**TASK REQUIREMENTS:** Exclude the pictures; give every entry again exactly as written.

**INFORMATION SUPPLIED:**
• • •

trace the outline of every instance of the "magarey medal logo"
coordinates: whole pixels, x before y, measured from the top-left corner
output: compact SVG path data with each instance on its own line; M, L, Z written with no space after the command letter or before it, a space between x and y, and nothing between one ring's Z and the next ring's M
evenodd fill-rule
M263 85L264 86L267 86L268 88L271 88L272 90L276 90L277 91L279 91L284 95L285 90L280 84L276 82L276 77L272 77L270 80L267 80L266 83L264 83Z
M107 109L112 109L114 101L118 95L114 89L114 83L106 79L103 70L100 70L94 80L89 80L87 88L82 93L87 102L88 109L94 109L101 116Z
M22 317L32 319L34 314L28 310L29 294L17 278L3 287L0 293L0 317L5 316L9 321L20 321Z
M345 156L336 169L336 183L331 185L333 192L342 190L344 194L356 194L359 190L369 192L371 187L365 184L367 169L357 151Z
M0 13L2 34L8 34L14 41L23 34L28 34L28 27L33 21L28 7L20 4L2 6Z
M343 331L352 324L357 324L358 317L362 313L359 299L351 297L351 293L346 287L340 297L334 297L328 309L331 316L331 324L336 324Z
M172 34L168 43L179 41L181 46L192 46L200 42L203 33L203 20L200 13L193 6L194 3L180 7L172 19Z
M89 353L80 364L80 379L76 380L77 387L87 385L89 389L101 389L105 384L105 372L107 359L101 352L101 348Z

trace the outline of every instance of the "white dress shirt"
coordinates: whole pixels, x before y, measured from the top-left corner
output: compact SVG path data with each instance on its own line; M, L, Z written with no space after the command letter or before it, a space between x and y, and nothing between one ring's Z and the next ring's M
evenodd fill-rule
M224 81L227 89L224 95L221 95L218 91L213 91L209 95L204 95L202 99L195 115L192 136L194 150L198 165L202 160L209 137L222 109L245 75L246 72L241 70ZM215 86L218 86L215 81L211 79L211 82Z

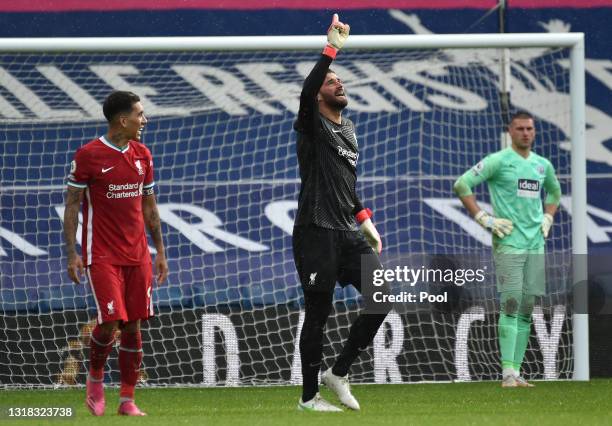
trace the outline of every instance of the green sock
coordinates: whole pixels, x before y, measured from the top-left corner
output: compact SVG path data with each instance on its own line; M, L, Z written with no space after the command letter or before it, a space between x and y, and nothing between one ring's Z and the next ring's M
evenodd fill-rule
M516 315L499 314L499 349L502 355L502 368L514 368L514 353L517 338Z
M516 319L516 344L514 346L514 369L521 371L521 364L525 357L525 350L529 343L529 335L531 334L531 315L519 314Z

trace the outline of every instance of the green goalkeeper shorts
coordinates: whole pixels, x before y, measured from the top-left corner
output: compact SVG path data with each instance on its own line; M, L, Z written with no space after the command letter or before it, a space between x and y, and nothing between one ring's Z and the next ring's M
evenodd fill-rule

• • •

**TASK SOLUTION:**
trace the outline of every instance of the "magarey medal logo"
coordinates: whole pixels, x before y, measured from the top-left corner
output: compact SVG path data with each instance on its own line; M, L, Z written with no space after the command letter or before it, a space between x and y, and nothing between one ring's Z and the next ring's M
evenodd fill-rule
M263 85L264 86L267 86L268 88L271 88L272 90L276 90L277 91L279 91L284 95L285 90L280 84L276 82L276 77L272 77L270 80L267 80L266 83L264 83Z
M107 109L112 109L114 101L118 95L114 89L114 83L106 79L103 70L100 70L94 80L89 80L87 88L82 93L87 102L88 109L94 109L101 116Z
M22 317L32 319L34 314L28 310L29 294L17 278L3 287L0 293L0 317L5 316L9 321L20 321Z
M345 156L336 169L336 183L331 185L333 192L342 190L344 194L356 194L359 190L369 192L371 187L365 184L367 169L357 151Z
M0 13L2 34L8 34L14 41L23 34L28 34L28 27L33 21L28 7L20 4L2 6Z
M343 331L352 324L357 324L358 317L362 313L359 299L351 297L351 293L346 287L340 297L334 297L328 309L331 316L331 324L336 324Z
M172 34L168 43L179 41L181 46L192 46L200 42L203 33L203 20L200 13L193 6L194 3L180 7L172 19Z
M89 353L80 364L80 379L76 380L77 387L87 385L89 389L101 389L105 384L105 372L107 359L101 352L101 348Z

trace the outline of every instance of the "white dress shirt"
coordinates: whole pixels, x before y, measured from the top-left corner
output: compact SVG path data with each instance on its own line; M, L, Z written with no space after the command letter or before it, a space between x and y, and nothing between one ring's Z and the next ring's M
evenodd fill-rule
M224 81L227 89L224 95L221 95L218 91L213 91L209 95L204 95L202 99L195 115L192 136L194 150L198 165L202 160L209 137L222 109L245 75L246 72L241 70ZM215 86L218 86L215 81L211 79L211 82Z

trace the outline of every instance of the green sock
coordinates: whole pixels, x before y, measured from the top-left corner
output: compact SVG path data with each instance on its own line; M, L, Z written with no space after the command letter or before it, a space between x and y, and nothing between one ring's Z and the next ring's M
evenodd fill-rule
M516 315L499 314L499 349L502 355L502 368L514 368L514 353L517 338Z
M516 319L516 344L514 346L514 369L521 371L521 364L525 357L525 350L529 343L529 335L531 334L531 315L519 314Z

trace the outline of every instance of the green goalkeeper shorts
coordinates: whole pixels, x before y, measured from the top-left corner
output: compact SVG path data with each instance on its own line; M, L, Z written with no space after the command letter or before it, a space between x and y, and nothing between one ring's Z and the next ring's M
evenodd fill-rule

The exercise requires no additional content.